* _RECORDS PROVIDED_
--

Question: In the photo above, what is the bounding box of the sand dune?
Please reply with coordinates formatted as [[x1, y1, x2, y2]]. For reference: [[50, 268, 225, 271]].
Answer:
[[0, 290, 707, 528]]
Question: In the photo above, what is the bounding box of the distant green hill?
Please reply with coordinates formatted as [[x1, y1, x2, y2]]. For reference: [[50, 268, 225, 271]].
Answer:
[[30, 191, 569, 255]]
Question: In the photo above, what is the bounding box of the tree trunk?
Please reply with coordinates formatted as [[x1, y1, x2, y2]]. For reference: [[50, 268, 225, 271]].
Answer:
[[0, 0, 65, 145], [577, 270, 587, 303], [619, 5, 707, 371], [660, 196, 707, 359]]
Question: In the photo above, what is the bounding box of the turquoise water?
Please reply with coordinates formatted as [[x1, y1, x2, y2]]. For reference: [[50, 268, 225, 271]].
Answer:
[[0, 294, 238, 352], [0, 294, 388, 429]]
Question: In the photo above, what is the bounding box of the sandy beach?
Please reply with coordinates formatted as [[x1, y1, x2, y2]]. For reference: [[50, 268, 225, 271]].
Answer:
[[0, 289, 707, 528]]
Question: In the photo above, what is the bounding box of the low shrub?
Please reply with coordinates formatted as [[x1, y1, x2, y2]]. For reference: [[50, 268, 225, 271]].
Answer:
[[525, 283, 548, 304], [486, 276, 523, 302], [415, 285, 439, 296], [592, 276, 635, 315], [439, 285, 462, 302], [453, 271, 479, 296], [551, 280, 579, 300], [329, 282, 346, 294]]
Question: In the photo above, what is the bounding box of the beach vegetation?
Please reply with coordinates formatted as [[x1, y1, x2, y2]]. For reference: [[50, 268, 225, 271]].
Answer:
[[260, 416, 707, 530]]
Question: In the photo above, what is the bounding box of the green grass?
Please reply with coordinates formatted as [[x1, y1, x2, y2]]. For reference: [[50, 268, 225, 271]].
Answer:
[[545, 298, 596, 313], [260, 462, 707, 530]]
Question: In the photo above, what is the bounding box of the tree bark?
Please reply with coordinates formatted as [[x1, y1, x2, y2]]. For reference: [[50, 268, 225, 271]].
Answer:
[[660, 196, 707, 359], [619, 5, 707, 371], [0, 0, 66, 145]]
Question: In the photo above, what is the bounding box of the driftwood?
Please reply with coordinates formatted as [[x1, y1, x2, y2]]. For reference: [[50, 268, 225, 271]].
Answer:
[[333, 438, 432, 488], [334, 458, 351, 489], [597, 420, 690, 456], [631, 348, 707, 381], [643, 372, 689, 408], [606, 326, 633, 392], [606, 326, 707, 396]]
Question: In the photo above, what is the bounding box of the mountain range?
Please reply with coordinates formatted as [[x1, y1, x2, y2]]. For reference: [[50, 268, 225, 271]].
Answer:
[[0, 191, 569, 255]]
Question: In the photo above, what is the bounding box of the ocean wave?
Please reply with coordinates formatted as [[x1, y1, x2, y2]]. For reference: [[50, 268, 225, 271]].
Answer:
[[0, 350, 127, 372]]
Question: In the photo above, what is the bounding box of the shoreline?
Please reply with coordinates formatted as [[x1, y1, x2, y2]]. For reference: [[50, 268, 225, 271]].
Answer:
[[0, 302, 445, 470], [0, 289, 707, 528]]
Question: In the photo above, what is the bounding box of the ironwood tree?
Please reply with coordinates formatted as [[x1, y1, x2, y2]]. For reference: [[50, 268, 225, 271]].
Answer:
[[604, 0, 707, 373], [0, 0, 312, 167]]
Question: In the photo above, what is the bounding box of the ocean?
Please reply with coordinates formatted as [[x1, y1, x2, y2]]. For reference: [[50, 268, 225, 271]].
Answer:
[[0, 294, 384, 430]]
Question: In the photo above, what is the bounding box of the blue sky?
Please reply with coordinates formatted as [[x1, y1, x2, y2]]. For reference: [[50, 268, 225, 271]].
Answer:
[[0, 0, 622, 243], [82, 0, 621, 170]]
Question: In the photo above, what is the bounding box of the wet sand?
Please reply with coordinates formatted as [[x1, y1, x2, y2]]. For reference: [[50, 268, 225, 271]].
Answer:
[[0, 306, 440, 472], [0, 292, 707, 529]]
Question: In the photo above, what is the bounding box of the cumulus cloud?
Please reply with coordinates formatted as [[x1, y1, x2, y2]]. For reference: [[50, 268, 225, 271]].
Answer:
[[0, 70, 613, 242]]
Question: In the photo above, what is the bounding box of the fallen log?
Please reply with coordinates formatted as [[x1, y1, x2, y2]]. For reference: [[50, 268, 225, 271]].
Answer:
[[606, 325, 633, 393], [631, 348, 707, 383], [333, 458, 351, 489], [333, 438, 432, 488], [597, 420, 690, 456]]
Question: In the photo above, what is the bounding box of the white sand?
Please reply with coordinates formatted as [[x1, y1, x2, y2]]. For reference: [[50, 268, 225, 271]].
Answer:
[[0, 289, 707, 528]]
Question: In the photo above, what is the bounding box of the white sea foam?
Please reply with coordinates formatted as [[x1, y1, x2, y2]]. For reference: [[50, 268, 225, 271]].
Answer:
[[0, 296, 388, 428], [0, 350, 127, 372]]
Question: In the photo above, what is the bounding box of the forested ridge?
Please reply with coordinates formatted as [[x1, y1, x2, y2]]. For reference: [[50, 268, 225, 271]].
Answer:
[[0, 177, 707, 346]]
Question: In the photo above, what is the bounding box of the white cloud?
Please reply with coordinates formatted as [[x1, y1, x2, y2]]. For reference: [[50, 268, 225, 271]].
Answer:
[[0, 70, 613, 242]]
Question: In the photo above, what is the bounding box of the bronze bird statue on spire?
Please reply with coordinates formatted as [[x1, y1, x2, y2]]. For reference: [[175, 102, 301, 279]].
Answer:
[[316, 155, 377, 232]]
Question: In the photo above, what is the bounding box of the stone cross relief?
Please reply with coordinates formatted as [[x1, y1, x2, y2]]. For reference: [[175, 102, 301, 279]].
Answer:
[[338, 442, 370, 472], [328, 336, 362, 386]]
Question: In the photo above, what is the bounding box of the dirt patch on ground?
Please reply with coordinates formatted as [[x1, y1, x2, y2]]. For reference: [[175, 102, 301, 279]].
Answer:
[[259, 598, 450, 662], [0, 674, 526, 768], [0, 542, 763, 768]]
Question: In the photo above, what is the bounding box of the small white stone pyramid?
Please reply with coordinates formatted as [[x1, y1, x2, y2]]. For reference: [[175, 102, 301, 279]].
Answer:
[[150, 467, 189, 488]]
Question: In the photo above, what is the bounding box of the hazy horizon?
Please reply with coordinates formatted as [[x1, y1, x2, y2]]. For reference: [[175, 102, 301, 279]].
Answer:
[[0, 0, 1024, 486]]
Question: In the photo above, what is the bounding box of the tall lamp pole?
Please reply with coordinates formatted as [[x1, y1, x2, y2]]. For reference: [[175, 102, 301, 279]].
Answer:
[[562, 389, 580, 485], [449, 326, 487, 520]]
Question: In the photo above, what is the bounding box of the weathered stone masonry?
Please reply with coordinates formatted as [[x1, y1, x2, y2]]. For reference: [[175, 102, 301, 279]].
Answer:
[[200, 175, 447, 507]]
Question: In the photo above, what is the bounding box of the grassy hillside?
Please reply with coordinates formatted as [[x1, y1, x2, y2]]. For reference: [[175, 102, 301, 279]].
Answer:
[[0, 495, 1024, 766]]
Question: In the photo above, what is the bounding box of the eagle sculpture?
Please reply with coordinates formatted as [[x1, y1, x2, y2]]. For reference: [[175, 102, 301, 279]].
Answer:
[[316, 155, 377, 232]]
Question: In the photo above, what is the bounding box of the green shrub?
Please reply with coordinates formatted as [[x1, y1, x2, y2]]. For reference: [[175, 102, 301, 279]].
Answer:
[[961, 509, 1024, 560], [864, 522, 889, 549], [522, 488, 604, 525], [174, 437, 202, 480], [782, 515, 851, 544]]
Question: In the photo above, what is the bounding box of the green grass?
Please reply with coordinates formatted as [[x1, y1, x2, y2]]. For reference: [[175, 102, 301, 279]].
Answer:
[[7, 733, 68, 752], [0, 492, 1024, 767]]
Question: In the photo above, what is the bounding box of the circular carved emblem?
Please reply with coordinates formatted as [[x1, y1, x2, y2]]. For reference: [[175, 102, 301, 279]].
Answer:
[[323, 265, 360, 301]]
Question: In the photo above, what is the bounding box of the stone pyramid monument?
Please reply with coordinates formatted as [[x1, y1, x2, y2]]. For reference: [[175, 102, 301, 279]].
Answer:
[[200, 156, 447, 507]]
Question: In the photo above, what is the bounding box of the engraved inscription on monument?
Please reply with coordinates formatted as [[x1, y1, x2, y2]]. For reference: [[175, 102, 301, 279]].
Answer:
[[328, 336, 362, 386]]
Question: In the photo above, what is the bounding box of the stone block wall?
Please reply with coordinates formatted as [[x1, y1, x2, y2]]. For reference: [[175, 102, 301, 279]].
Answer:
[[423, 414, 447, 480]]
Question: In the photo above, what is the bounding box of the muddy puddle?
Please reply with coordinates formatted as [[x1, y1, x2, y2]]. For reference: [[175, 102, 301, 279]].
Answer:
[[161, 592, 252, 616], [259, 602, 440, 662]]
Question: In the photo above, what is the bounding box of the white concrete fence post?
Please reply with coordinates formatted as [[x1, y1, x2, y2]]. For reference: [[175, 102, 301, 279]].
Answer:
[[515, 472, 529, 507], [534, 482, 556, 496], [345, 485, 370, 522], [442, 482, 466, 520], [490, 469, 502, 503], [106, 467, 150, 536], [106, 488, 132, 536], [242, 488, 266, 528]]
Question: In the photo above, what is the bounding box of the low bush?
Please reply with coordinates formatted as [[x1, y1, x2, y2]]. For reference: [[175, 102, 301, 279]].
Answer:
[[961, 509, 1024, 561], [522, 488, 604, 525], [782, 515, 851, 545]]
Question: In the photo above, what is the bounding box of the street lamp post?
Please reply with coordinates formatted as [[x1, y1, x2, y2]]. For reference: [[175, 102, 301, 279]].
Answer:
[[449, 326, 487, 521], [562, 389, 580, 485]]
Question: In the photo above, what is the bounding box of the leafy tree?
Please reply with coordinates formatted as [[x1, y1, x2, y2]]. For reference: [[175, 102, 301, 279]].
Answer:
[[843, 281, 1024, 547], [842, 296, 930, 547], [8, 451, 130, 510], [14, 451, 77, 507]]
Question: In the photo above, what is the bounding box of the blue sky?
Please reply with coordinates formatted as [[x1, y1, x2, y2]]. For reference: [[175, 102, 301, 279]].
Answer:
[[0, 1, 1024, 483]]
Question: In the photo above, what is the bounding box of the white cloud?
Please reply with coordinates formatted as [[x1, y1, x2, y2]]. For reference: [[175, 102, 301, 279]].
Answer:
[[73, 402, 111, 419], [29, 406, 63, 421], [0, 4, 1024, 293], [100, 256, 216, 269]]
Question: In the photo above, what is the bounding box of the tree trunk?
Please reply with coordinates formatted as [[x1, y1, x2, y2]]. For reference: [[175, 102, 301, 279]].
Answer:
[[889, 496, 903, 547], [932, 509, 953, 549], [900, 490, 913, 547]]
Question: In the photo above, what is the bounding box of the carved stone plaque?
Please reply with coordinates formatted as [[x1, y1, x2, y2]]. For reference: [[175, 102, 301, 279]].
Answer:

--

Return the lines of the data verbatim, from the line that contains "stone pyramid monument?" through the line that contains "[[200, 156, 447, 507]]", including both of those lines.

* _EXPECTED ANSWER_
Question: In the photo above, what is the bounding box of the stone pyramid monument?
Please reply with coordinates formatted as [[x1, y1, x2, y2]]. For reference: [[175, 102, 301, 279]].
Answer:
[[200, 156, 447, 507]]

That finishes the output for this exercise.